-- Goal of the exercise --
Convert every line of the items below into a numbered list, omitting blank lines.

Bounding box annotation entries:

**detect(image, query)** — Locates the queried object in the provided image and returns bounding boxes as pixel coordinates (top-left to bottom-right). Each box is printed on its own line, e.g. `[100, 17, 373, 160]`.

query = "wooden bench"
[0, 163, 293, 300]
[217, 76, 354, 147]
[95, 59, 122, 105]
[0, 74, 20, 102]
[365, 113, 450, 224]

-- Full answer --
1. **detect(image, query)** — Locates the queried object in the provided image and returns bounding boxes as pixel coordinates (top-left to bottom-right). Each box is printed on its own line, e.g. `[100, 17, 373, 160]`.
2. query = "wooden bench"
3. [0, 163, 293, 300]
4. [217, 76, 354, 147]
5. [95, 59, 122, 105]
6. [0, 74, 20, 102]
7. [365, 113, 450, 224]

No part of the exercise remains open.